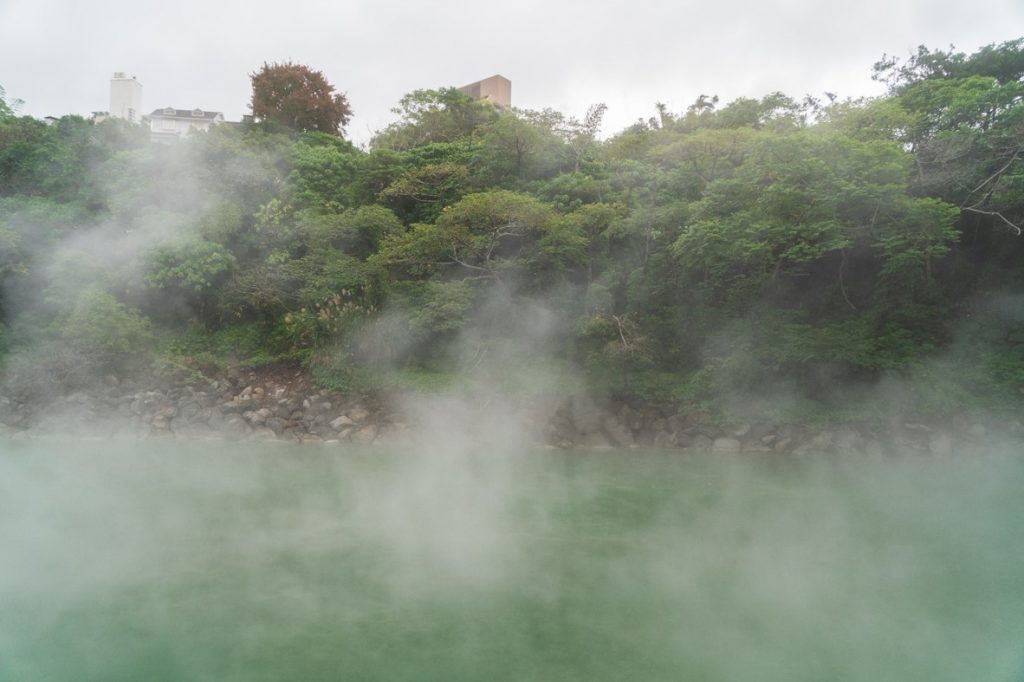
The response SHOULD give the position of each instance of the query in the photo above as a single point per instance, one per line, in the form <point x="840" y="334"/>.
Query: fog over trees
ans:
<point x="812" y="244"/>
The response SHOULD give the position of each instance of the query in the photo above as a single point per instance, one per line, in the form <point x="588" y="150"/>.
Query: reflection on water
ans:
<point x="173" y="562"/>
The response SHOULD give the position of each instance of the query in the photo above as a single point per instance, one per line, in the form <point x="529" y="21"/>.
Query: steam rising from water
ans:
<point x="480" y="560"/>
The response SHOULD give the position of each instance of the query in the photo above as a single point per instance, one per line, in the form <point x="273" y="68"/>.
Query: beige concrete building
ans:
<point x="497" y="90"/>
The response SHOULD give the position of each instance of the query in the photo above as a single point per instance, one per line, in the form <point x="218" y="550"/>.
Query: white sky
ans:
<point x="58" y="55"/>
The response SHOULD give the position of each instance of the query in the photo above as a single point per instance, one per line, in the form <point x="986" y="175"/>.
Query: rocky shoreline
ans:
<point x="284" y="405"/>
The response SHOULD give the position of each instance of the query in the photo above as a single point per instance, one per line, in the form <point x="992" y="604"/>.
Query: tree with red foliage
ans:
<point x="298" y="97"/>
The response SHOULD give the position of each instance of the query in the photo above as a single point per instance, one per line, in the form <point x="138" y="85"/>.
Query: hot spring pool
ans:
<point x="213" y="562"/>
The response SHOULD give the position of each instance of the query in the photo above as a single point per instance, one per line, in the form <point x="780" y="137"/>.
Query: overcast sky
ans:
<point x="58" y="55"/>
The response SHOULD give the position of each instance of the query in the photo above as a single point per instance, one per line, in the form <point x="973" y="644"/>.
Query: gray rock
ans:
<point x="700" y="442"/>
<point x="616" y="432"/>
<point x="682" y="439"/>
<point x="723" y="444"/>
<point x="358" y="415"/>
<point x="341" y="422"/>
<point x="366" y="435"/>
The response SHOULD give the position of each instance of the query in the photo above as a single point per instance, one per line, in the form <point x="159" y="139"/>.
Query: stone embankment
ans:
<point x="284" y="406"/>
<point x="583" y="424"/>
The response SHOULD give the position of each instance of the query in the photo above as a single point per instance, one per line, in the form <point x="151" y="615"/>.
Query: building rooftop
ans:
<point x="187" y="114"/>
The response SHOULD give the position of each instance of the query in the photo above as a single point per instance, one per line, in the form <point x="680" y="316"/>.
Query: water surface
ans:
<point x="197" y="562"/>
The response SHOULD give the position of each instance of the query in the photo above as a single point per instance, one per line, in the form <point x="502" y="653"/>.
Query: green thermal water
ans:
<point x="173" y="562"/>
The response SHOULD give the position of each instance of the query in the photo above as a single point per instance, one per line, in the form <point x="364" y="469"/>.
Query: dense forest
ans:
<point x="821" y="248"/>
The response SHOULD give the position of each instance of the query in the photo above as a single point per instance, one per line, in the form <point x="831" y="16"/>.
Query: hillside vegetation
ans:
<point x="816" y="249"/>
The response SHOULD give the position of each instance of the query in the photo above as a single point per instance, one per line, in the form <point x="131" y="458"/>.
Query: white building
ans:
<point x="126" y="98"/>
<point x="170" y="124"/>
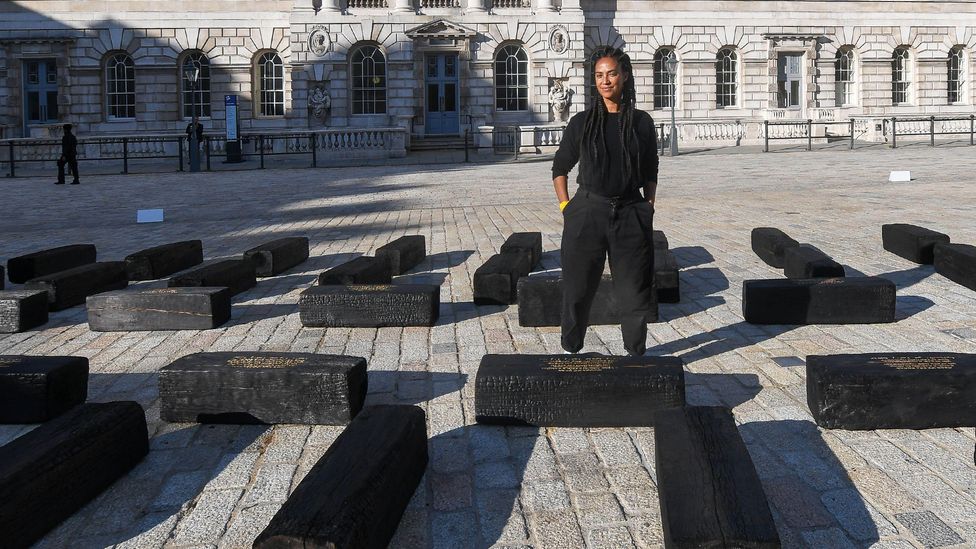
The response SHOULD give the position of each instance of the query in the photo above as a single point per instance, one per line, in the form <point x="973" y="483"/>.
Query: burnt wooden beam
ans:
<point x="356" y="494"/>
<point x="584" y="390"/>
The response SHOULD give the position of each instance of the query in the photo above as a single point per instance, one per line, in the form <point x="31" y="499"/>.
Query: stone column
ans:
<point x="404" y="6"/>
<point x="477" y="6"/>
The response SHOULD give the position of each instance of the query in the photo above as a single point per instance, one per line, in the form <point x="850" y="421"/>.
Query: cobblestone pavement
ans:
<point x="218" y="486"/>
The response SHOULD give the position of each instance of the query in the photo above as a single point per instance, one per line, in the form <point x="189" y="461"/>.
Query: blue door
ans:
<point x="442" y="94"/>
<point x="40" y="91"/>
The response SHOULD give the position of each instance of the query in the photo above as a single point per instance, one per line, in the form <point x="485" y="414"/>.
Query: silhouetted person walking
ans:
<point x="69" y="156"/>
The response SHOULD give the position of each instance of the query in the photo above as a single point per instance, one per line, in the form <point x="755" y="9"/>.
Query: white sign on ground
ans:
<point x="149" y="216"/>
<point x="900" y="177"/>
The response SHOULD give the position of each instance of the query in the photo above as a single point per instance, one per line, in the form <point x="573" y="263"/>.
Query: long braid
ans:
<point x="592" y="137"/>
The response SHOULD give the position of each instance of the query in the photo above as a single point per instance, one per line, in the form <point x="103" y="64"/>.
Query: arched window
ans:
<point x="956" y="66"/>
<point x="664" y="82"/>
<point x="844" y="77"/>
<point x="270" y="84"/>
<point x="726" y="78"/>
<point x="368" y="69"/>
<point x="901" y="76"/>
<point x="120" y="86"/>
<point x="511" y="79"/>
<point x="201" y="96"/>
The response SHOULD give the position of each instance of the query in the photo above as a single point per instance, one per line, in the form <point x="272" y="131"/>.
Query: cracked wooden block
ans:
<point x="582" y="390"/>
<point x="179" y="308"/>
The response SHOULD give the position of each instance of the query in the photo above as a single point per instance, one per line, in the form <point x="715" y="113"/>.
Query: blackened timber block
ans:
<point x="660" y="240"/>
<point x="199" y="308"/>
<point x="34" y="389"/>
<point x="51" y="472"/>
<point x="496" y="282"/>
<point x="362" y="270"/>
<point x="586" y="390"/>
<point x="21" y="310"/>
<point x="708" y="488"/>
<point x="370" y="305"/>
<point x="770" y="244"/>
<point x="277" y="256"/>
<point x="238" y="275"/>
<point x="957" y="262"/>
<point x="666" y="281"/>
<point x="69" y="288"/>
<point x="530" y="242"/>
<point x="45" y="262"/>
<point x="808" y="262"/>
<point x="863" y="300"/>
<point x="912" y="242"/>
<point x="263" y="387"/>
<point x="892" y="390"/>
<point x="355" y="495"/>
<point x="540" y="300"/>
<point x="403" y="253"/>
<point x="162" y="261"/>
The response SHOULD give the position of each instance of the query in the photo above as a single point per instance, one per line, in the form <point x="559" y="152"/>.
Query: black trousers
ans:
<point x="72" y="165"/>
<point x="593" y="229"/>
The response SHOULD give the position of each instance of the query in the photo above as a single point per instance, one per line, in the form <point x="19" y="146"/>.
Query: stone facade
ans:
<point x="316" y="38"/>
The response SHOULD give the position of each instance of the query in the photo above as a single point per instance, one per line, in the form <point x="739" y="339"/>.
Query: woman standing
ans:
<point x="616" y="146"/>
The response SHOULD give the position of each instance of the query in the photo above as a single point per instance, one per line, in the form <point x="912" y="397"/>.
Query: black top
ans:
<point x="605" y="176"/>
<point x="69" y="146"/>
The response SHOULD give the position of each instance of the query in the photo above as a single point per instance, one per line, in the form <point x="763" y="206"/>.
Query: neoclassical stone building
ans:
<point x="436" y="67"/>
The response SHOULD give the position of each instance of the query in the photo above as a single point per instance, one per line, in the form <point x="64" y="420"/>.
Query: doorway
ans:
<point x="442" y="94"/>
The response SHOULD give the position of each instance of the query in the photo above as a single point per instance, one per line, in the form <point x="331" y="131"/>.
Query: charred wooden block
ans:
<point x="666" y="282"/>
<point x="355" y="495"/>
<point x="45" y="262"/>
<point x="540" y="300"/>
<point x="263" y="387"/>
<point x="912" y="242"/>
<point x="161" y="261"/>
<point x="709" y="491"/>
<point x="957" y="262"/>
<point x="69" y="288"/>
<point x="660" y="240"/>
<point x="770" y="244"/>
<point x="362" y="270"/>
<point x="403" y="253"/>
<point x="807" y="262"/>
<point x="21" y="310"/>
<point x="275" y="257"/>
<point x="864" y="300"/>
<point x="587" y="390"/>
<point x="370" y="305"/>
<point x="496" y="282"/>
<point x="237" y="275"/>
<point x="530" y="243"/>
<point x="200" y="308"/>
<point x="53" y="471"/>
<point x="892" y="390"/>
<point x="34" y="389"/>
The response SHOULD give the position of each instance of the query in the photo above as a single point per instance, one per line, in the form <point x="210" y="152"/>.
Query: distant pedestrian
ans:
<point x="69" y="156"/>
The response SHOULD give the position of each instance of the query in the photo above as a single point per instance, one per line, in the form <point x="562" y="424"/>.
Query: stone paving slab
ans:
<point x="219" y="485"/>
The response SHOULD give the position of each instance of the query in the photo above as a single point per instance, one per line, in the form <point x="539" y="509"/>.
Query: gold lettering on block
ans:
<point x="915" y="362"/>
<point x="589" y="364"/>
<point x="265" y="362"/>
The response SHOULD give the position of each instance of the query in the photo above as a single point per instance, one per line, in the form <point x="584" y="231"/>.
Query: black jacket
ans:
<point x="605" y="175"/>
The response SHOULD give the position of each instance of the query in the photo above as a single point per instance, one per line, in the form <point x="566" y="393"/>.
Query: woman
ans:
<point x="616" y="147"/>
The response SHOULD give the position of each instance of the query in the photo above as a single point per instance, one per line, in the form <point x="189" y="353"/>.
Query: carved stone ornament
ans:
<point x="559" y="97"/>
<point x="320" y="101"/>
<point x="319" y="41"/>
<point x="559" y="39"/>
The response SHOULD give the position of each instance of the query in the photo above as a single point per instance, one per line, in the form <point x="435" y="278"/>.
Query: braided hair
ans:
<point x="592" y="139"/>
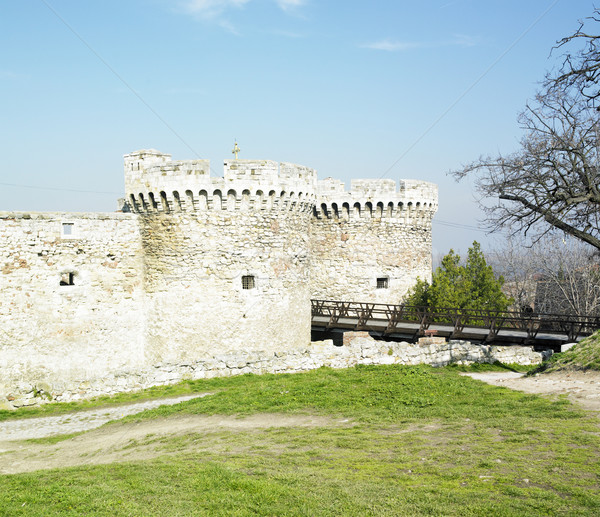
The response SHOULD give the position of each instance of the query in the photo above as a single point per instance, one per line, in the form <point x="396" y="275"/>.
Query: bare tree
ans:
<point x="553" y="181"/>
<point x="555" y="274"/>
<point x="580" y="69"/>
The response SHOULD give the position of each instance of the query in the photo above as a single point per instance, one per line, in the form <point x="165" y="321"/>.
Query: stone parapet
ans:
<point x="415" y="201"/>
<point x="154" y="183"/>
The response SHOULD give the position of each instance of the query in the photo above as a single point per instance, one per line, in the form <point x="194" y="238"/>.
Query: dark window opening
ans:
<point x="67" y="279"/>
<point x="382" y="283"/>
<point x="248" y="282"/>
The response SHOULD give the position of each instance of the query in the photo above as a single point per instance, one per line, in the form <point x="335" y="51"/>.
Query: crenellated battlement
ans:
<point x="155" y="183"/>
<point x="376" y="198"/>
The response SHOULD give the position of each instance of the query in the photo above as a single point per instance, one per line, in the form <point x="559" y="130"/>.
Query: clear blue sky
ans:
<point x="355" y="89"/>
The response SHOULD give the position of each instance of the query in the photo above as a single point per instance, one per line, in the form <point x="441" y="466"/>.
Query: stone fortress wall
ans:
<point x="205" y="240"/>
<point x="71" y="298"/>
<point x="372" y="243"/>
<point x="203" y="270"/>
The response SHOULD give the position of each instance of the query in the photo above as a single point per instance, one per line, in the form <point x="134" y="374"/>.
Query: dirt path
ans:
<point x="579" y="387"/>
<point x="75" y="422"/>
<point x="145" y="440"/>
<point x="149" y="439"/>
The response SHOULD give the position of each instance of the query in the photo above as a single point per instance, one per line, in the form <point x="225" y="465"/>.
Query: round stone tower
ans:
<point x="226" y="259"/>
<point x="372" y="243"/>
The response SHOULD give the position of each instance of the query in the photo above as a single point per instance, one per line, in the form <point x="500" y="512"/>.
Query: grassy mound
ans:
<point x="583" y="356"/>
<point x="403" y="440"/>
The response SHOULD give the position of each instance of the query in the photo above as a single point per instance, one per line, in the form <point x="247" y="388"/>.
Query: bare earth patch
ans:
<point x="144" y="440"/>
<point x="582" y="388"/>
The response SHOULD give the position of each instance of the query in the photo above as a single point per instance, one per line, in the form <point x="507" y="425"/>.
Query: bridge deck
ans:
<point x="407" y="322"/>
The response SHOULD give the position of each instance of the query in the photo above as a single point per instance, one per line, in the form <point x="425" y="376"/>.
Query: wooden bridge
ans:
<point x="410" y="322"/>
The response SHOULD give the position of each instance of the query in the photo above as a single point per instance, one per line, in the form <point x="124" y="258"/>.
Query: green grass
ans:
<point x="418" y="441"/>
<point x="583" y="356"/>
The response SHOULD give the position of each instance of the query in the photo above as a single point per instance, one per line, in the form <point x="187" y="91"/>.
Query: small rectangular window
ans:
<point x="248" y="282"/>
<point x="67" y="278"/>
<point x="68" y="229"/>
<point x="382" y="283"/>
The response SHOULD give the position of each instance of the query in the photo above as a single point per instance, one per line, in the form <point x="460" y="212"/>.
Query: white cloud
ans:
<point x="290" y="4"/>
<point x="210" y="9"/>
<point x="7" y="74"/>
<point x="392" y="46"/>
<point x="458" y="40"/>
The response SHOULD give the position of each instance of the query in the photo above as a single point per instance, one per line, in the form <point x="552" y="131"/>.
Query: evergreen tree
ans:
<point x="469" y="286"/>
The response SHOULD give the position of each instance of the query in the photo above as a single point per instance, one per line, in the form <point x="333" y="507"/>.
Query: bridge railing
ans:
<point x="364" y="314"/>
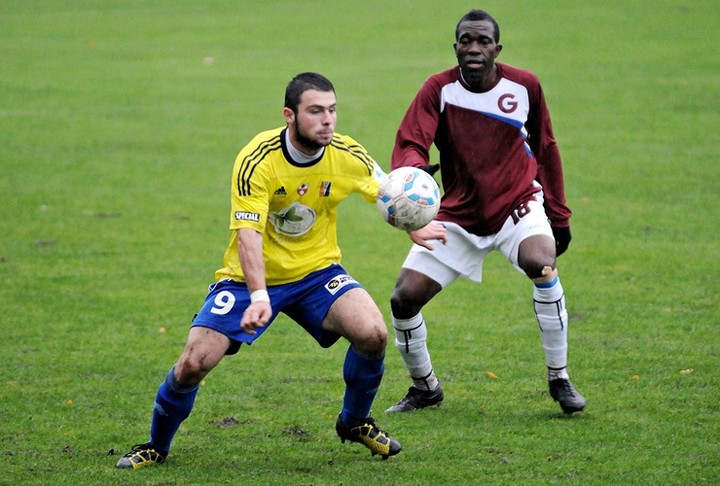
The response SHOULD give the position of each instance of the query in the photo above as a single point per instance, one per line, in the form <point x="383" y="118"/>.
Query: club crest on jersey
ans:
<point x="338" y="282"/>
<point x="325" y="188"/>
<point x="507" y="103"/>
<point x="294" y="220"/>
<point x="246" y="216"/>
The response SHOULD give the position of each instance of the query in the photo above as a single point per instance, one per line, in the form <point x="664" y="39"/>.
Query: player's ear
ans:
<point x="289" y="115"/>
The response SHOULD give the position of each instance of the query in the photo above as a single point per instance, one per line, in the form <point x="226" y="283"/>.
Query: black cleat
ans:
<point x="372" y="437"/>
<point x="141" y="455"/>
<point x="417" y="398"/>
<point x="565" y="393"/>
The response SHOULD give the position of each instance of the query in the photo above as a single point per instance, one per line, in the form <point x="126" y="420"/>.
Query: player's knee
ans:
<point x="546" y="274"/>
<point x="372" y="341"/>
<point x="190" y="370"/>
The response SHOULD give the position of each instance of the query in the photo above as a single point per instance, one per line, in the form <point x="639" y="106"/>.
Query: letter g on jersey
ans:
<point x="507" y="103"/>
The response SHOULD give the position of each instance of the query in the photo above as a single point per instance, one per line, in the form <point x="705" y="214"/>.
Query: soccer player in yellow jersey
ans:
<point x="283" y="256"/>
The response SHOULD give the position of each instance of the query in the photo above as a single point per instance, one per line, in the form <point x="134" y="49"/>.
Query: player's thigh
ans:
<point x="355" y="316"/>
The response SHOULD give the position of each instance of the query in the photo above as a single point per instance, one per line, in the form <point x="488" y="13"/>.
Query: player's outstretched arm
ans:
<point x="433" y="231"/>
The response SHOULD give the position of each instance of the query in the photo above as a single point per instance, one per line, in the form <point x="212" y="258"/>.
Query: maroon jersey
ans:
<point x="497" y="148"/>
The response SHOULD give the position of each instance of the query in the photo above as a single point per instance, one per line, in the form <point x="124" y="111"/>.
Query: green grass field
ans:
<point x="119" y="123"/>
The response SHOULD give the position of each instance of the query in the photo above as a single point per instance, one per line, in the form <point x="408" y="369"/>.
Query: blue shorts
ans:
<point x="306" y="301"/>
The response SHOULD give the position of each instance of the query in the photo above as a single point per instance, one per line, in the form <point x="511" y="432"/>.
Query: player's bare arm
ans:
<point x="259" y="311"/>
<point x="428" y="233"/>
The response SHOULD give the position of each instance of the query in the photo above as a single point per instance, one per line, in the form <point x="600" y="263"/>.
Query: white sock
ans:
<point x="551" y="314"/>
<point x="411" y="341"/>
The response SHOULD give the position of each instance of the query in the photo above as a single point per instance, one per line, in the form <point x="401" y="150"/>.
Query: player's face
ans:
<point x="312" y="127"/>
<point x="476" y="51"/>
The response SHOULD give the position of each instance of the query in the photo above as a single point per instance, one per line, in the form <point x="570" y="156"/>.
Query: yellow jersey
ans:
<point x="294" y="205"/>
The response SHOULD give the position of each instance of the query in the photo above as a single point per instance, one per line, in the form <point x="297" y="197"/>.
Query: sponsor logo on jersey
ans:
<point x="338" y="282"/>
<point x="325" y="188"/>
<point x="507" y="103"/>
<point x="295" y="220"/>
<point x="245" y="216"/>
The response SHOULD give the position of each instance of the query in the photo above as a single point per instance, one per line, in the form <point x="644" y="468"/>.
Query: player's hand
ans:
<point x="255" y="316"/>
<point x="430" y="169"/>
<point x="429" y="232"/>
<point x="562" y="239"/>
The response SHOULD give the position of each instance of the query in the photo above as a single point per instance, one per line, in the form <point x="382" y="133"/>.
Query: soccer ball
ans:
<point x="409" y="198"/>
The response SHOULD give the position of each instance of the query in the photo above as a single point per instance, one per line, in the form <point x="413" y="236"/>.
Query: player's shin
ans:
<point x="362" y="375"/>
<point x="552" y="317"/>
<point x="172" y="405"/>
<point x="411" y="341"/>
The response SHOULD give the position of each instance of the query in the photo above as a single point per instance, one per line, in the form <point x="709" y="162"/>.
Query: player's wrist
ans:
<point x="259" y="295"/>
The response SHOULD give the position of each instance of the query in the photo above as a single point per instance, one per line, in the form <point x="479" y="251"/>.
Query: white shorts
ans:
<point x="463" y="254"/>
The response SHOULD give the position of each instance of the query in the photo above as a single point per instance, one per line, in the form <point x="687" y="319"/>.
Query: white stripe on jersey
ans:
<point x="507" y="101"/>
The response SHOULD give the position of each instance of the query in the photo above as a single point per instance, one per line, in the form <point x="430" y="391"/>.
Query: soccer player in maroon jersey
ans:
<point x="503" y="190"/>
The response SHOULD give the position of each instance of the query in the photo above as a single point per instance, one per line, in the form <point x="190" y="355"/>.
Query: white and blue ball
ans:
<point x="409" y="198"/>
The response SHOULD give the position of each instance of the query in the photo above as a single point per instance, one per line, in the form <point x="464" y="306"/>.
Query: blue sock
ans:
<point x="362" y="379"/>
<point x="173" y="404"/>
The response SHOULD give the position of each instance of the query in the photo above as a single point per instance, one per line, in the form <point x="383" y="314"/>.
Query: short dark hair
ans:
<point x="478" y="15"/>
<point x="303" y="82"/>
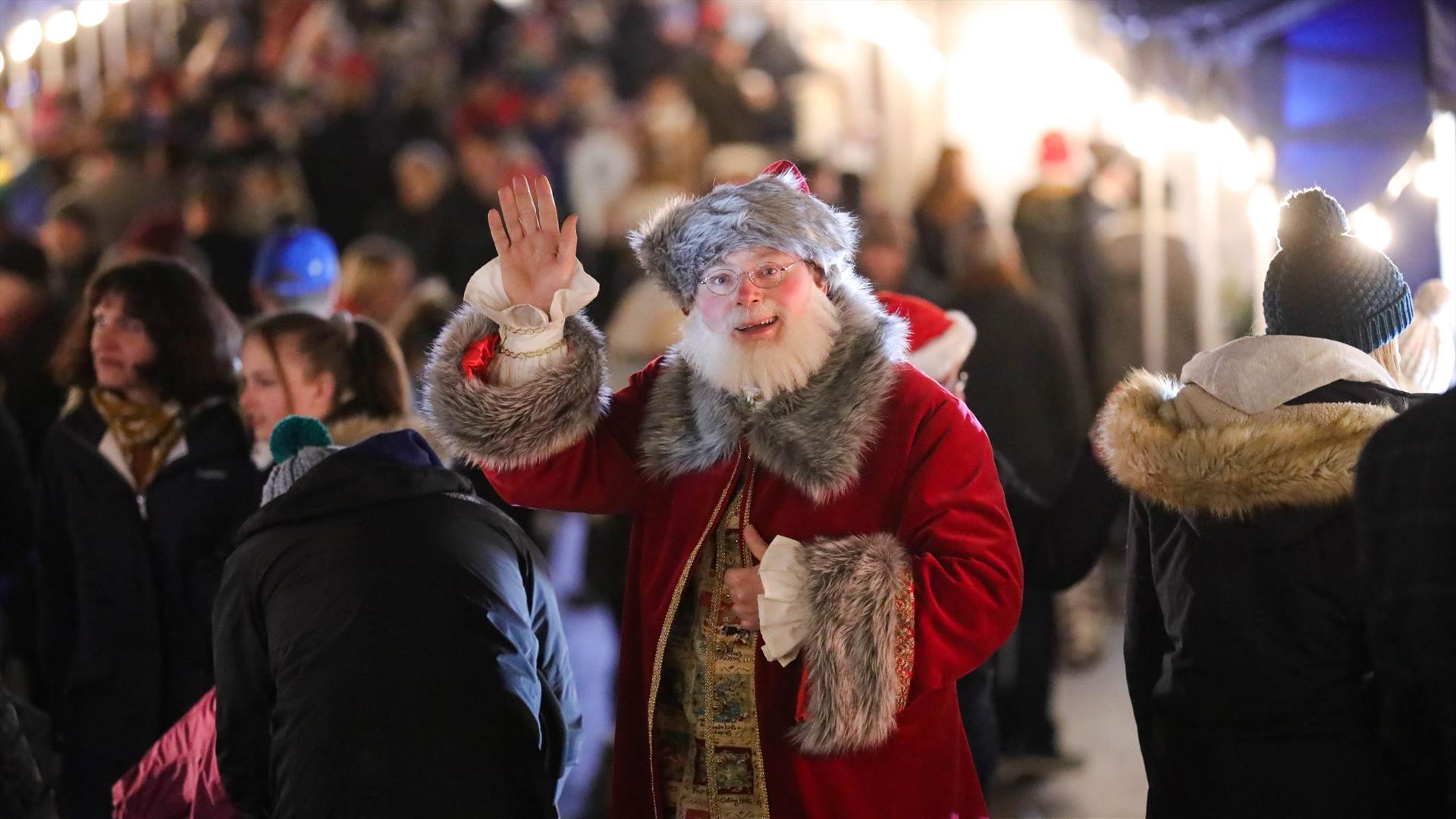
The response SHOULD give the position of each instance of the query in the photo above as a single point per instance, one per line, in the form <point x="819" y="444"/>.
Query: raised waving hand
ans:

========

**Requirements**
Count the lines in the data above that contain the string "jersey", treating uppercase and lowercase as different. Reply with the number only.

**Written answer**
8